---------- Exercise materials
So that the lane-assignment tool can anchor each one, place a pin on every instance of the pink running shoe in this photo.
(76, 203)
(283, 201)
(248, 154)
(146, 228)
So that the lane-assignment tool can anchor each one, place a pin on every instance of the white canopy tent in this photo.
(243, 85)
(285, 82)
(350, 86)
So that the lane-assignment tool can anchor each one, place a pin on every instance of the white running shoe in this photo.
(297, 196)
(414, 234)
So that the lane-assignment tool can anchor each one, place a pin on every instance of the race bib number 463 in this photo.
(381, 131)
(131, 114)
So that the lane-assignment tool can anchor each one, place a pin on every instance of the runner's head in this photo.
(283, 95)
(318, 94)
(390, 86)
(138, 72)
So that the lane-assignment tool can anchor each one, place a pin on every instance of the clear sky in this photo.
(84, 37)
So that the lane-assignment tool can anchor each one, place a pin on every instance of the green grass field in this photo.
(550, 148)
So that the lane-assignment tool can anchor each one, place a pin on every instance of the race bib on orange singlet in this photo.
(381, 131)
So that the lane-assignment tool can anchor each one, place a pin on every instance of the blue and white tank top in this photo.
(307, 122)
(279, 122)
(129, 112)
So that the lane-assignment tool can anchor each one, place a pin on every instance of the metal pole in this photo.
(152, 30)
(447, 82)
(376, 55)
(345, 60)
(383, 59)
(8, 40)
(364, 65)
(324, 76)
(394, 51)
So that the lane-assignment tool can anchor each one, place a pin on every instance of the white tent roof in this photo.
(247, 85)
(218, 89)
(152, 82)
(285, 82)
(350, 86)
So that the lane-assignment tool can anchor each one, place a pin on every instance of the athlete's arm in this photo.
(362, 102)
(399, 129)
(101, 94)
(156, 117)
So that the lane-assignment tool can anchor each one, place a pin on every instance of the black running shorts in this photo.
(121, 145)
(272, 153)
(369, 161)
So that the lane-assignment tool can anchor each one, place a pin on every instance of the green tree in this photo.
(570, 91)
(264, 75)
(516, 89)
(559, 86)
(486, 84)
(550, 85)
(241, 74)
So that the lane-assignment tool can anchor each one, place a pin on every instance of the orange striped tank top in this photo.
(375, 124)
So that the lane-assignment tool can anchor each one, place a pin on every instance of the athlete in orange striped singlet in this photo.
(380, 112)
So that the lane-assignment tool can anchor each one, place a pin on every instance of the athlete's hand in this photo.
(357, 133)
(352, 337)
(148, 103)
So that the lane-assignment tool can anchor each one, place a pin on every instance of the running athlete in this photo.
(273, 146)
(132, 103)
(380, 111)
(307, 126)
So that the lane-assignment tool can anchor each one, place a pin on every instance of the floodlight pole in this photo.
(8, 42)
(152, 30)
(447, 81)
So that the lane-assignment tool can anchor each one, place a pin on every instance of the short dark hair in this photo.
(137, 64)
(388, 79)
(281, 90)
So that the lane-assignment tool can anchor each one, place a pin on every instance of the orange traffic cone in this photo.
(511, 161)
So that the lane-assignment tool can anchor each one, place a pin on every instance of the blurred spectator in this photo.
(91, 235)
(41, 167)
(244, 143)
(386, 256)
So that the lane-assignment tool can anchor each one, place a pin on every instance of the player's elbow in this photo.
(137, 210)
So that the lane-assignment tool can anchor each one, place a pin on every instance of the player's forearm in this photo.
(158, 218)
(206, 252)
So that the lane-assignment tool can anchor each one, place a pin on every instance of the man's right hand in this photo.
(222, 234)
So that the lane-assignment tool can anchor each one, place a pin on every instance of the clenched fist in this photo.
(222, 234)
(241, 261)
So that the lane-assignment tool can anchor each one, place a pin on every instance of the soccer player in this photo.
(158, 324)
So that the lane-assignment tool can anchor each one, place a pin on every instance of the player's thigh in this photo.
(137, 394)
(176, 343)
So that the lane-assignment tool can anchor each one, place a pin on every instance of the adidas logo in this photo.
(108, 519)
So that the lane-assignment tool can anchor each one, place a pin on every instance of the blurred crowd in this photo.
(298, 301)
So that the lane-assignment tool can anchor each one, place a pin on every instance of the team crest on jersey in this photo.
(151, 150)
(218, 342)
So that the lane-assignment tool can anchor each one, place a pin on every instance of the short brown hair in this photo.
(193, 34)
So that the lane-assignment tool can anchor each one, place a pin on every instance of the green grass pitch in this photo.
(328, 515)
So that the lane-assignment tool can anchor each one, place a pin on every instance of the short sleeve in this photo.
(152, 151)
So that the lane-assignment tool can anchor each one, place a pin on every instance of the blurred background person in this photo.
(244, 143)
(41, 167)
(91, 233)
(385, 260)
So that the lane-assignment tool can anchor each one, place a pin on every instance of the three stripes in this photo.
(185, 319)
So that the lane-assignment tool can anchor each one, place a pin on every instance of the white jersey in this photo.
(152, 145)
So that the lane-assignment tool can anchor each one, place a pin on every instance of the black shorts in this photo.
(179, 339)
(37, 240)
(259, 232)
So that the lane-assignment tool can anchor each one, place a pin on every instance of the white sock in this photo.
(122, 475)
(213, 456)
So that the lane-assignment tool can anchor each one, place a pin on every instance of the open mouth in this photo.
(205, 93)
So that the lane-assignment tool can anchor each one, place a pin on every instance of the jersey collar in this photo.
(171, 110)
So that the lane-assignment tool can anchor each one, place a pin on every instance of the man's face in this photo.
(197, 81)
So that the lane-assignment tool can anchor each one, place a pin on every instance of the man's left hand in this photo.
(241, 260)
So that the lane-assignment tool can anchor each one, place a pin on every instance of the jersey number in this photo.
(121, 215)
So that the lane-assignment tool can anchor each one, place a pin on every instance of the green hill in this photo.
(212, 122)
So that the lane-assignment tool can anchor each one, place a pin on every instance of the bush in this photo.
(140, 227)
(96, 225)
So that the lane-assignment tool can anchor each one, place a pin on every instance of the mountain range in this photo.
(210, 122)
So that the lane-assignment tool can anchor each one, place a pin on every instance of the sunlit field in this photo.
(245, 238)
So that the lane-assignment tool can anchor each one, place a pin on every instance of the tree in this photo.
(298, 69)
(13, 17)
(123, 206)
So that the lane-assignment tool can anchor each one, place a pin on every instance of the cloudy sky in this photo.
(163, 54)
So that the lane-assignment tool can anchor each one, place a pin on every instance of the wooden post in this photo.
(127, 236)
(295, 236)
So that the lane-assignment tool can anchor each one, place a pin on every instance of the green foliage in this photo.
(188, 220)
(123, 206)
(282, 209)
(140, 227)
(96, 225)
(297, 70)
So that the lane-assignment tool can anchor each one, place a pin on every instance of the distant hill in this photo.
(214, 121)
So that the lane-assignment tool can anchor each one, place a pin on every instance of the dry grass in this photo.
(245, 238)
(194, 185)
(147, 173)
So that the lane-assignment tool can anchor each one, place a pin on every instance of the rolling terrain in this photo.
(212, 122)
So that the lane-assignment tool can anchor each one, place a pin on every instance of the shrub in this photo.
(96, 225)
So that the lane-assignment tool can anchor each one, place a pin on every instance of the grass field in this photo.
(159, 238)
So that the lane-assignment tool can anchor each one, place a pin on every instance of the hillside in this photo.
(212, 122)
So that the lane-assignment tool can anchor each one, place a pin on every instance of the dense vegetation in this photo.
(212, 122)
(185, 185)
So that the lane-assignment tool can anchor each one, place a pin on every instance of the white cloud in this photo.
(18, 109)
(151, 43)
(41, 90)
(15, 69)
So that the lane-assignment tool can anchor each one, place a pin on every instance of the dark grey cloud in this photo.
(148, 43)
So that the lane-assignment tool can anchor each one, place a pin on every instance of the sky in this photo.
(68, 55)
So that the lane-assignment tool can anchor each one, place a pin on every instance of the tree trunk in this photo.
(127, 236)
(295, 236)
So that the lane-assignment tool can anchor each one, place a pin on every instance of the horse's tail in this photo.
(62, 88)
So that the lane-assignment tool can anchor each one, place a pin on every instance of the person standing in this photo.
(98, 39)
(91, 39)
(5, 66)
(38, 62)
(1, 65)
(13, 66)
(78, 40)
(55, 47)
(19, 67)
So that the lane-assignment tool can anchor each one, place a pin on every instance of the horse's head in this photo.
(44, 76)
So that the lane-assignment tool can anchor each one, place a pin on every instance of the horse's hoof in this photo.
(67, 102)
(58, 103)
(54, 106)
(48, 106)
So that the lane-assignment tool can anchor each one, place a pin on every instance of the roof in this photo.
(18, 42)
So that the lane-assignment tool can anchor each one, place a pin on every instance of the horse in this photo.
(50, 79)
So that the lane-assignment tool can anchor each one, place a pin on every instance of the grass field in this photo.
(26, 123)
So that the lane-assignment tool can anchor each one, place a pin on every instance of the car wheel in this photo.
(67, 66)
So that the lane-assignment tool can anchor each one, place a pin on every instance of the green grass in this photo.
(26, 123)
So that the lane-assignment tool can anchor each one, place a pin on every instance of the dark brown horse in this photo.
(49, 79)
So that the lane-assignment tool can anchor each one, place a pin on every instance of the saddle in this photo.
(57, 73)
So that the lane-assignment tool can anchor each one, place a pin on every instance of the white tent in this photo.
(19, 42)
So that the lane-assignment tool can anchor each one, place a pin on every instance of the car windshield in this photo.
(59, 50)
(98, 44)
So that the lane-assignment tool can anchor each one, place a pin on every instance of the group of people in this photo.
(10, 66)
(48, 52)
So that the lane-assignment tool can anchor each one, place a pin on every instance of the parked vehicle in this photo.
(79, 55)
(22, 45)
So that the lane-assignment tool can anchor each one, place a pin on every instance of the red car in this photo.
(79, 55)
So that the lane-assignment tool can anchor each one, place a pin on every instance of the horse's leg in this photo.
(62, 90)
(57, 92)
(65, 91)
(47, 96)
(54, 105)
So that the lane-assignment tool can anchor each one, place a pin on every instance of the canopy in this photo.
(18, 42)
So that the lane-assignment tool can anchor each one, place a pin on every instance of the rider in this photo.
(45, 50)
--------------------
* [What is asked]:
Return exactly, and only, the line containing "people in this photo." and every line after it through the end of the material.

* [Response below]:
So that the lane-assignment tool can anchor each one, place a pin on every instance of the group of people in this photo.
(10, 66)
(48, 52)
So that the lane-assignment tool can anchor each one, place a pin on every instance of the parked vehicle in this photo.
(79, 55)
(22, 45)
So that the lane-assignment tool can anchor each one, place a pin on every instance of the red car in this photo.
(79, 55)
So that the lane-assignment tool can anchor each one, place a pin on every instance of the horse's leg in this photo.
(62, 90)
(57, 92)
(65, 91)
(47, 96)
(54, 105)
So that the lane-assignment tool can anchor each one, place a pin on every instance of the canopy in this photo.
(18, 42)
So that the lane-assignment tool can anchor each one, place a pin on every instance of the rider in this photo.
(45, 50)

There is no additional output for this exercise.